> [DATA FOR ANALYSIS]

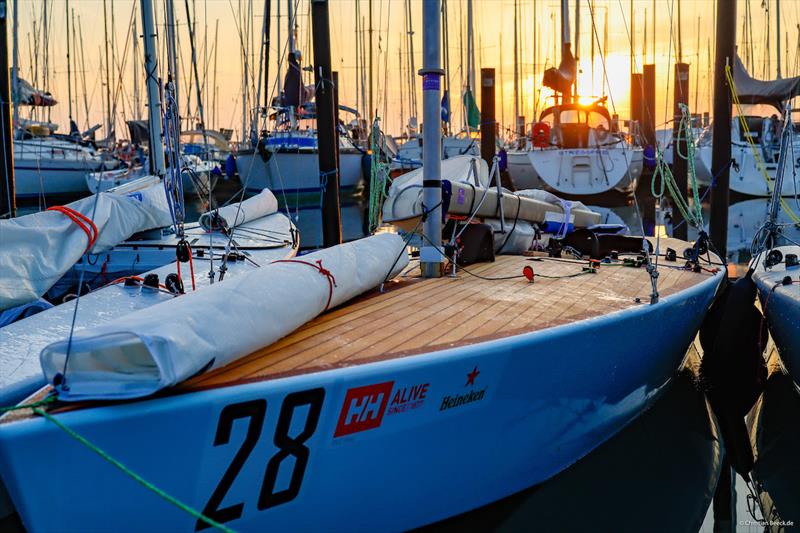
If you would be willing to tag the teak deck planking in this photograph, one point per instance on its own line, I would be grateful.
(417, 315)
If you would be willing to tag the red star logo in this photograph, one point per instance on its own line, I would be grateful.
(471, 377)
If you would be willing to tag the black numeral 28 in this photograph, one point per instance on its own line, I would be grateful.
(255, 411)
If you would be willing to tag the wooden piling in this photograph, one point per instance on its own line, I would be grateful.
(679, 148)
(327, 137)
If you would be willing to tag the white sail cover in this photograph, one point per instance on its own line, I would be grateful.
(230, 216)
(172, 341)
(455, 169)
(37, 249)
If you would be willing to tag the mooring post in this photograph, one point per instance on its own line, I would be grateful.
(431, 257)
(488, 130)
(637, 85)
(327, 137)
(680, 166)
(721, 138)
(8, 204)
(649, 104)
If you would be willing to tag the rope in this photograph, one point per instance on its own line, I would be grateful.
(82, 221)
(317, 265)
(36, 408)
(756, 156)
(379, 174)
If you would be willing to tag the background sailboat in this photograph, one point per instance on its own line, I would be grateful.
(577, 148)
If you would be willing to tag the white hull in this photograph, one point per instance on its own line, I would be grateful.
(295, 172)
(745, 176)
(409, 156)
(52, 167)
(578, 171)
(104, 181)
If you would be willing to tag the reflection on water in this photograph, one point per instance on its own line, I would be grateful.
(658, 474)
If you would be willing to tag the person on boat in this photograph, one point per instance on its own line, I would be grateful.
(293, 96)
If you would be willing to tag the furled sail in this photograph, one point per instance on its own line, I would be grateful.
(561, 79)
(26, 94)
(230, 216)
(172, 341)
(36, 250)
(772, 92)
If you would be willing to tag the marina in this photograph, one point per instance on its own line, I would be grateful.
(391, 265)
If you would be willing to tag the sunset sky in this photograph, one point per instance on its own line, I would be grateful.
(493, 30)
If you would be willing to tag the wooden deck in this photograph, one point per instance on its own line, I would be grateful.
(417, 315)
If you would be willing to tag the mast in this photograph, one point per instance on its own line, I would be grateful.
(290, 24)
(172, 47)
(157, 166)
(778, 35)
(198, 93)
(578, 44)
(69, 71)
(7, 189)
(108, 72)
(14, 63)
(371, 68)
(137, 104)
(430, 255)
(680, 40)
(327, 131)
(215, 90)
(721, 139)
(446, 54)
(516, 68)
(470, 50)
(565, 36)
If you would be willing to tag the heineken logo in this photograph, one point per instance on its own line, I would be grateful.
(457, 400)
(463, 398)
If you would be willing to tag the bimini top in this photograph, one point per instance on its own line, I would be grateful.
(561, 79)
(772, 92)
(576, 112)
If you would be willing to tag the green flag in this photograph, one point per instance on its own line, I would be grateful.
(473, 114)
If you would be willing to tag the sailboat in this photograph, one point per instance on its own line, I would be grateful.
(576, 148)
(461, 143)
(46, 163)
(755, 137)
(238, 419)
(285, 158)
(776, 263)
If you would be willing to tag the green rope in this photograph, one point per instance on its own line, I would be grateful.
(47, 400)
(379, 174)
(693, 213)
(35, 406)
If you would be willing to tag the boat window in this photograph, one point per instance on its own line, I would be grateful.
(568, 116)
(596, 119)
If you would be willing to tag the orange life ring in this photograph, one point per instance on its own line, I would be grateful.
(540, 134)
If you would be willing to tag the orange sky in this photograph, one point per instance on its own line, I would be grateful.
(493, 31)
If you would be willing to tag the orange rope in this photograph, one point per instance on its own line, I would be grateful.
(82, 221)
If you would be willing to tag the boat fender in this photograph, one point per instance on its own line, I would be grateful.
(774, 257)
(447, 195)
(230, 166)
(151, 281)
(527, 271)
(182, 251)
(475, 245)
(733, 371)
(263, 152)
(174, 284)
(540, 135)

> [WHAT YOU SHOULD DO]
Without any pictures, output the entries above exactly as they appear.

> [OUTPUT]
If you would be willing to tag the teak deck planking in this photograph, one point per instance on its own line, I would be grateful.
(417, 315)
If you would be willing to tag the red star logo in this photograph, one point per instance on its own line, I would be grateful.
(471, 377)
If you would be willing to tag the black numeral 28 in this photograph, one point per instance on its own line, I would be grateful.
(255, 411)
If you would be willing to tag the wooden piling in this photograph, one point per instance on its own line, I would be grateful.
(679, 148)
(327, 137)
If you would be willing to tag the white sail cover in this photograph, one point per instance on its own line, I would be grateful.
(230, 216)
(172, 341)
(455, 169)
(37, 249)
If you would be willing to tag the mooring post in this photograph, one point per instance on its own line, I would be grateful.
(431, 257)
(488, 130)
(637, 85)
(327, 137)
(680, 166)
(721, 138)
(8, 204)
(649, 104)
If you would be willing to tag the rope in this photograph, one point per instance on its own line, I would be grateful.
(82, 221)
(317, 265)
(36, 408)
(756, 156)
(379, 174)
If you would be willing to tag the background sailboat in this photograph, one point per instance on its own line, I would be grateful.
(577, 148)
If you would be willing to tag the white hull in this photograph, one point per instance on its own line, I would be grateful.
(295, 172)
(745, 176)
(409, 156)
(52, 167)
(578, 171)
(104, 181)
If you would be willing to tag the reflection on water in this photograph, one point per instance on its own line, I would be grateful.
(658, 474)
If you would be willing to tag the person on boat in this photograph, one point per instance on its own line, I would be grateful.
(293, 96)
If you would be willing to tag the furled sail in this photograph, one point per instance on its own line, I would be grateful.
(561, 79)
(26, 94)
(230, 216)
(172, 341)
(36, 250)
(772, 92)
If you would be willing to tag the marina in this photograph, one point per instance on its own line, I would be grateful.
(391, 265)
If you would be willing to tag the sunset sky in this photograph, one point per instance on its own line, I would be grateful.
(493, 30)
If you would be willing to tag the wooden deck in this photograph, one point per instance on its own line, I would be grateful.
(417, 315)
If you would be willing to tag the mast in this photograph, one point per instance on its own line, I would be grateful.
(290, 24)
(172, 47)
(157, 166)
(778, 35)
(198, 93)
(578, 44)
(69, 71)
(7, 189)
(108, 72)
(14, 63)
(371, 68)
(137, 104)
(430, 255)
(680, 40)
(327, 131)
(215, 90)
(721, 139)
(446, 54)
(516, 68)
(470, 50)
(565, 36)
If you would be willing to tag the heineken logo in this photograph, one point per instance on its own line, I would be grateful.
(457, 400)
(463, 398)
If you would be willing to tag the bimini top in this photograph, one point per instance on its own line, I would be grateful.
(561, 79)
(772, 92)
(576, 112)
If you would be willing to tag the green flag in this photograph, one point per instance on its own line, I would be grateful.
(473, 114)
If you would be willing to tag the sailboat in this photograph, one point per instance on its own line, I would be grateful.
(576, 148)
(461, 143)
(46, 163)
(755, 137)
(238, 419)
(285, 158)
(776, 263)
If you would be willing to tag the green rope in this photograph, one point per instance on its own line, I would be grateful.
(47, 400)
(379, 174)
(693, 213)
(35, 406)
If you would be willing to tag the boat window in this photograph, one point per instance on its own line, I would be grateful.
(568, 116)
(596, 119)
If you would be willing to tag the orange life ring in this photograph, one point per instance on its own line, I would be grateful.
(540, 134)
If you would be willing to tag the orange sky in this photograph, one point per instance on its own line, I would be grateful.
(493, 31)
If you would be willing to tag the orange rope in this photograph, one point per instance on its own line, I would be grateful.
(82, 221)
If you would be willing to tag the boat fender in this photograph, one point per instance on its own line, I would be grateful.
(774, 257)
(447, 195)
(230, 166)
(151, 281)
(527, 271)
(182, 251)
(475, 245)
(733, 371)
(263, 152)
(174, 284)
(540, 135)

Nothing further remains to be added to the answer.